Dataset records

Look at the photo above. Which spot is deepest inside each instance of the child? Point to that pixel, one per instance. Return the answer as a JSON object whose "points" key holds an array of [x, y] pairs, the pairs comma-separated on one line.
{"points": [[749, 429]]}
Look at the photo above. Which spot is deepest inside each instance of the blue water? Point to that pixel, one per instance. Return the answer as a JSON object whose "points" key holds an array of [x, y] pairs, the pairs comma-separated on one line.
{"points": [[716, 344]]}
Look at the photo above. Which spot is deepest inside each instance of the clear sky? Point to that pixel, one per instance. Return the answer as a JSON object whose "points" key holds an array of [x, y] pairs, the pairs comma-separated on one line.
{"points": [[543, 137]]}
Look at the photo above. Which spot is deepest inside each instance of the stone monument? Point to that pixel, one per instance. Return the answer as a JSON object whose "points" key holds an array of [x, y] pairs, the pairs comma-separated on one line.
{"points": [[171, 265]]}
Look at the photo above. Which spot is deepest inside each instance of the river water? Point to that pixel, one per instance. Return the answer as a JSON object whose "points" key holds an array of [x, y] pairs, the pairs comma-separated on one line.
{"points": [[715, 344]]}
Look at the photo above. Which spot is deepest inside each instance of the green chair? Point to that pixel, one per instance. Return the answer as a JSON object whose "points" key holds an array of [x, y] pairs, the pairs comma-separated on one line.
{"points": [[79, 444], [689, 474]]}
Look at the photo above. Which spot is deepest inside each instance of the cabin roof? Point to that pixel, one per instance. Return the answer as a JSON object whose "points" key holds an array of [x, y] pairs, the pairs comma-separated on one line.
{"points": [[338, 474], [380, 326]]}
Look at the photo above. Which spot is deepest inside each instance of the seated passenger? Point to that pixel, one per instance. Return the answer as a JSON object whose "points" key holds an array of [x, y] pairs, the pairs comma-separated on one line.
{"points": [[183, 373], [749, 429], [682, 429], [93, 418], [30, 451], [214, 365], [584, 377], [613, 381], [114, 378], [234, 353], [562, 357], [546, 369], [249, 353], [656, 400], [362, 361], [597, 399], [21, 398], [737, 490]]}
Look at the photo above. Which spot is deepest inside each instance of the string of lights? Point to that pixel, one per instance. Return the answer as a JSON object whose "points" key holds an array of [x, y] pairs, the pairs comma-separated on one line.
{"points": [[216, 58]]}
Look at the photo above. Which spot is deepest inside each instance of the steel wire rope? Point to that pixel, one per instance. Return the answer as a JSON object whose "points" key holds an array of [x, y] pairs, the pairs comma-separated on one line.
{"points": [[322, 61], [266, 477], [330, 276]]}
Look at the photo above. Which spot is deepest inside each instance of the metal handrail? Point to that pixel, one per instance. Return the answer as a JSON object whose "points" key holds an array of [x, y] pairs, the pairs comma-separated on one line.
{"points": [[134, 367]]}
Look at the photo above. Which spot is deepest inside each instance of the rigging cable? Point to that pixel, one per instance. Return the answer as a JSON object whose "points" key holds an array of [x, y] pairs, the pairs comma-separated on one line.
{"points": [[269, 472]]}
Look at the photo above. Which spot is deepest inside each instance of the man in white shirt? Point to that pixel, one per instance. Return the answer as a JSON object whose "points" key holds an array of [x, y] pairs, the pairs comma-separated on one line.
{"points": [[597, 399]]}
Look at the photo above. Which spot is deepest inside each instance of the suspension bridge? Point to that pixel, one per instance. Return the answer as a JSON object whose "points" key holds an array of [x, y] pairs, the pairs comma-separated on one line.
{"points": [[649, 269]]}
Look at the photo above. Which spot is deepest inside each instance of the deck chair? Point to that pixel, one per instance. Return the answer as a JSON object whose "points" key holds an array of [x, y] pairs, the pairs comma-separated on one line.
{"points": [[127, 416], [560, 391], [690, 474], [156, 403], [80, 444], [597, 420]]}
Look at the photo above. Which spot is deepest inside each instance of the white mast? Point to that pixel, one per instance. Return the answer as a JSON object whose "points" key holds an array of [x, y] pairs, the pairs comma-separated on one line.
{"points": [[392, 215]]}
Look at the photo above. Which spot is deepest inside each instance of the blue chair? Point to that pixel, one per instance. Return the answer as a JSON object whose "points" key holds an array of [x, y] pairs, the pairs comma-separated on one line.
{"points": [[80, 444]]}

◆ **Goal**
Every line from the one containing "of the white" through the end of the entries above must be echoed exactly, with both ends kept.

◆ **Output**
Look at the photo above. Which spot is deepest inside each instance of the white mast? Point to that pixel, one per instance. Return the answer as a JSON object whose "points" key holds an array of [x, y] pairs, the pairs comma-separated on one line.
{"points": [[392, 215]]}
Look at the photo above. Which spot is deepest inside each instance of the blue chair? Point to that pixel, one per instance. Return the answer as a JSON object whose "points" key holds an array of [x, y] pairs, the pairs comma-separated on one line.
{"points": [[80, 444]]}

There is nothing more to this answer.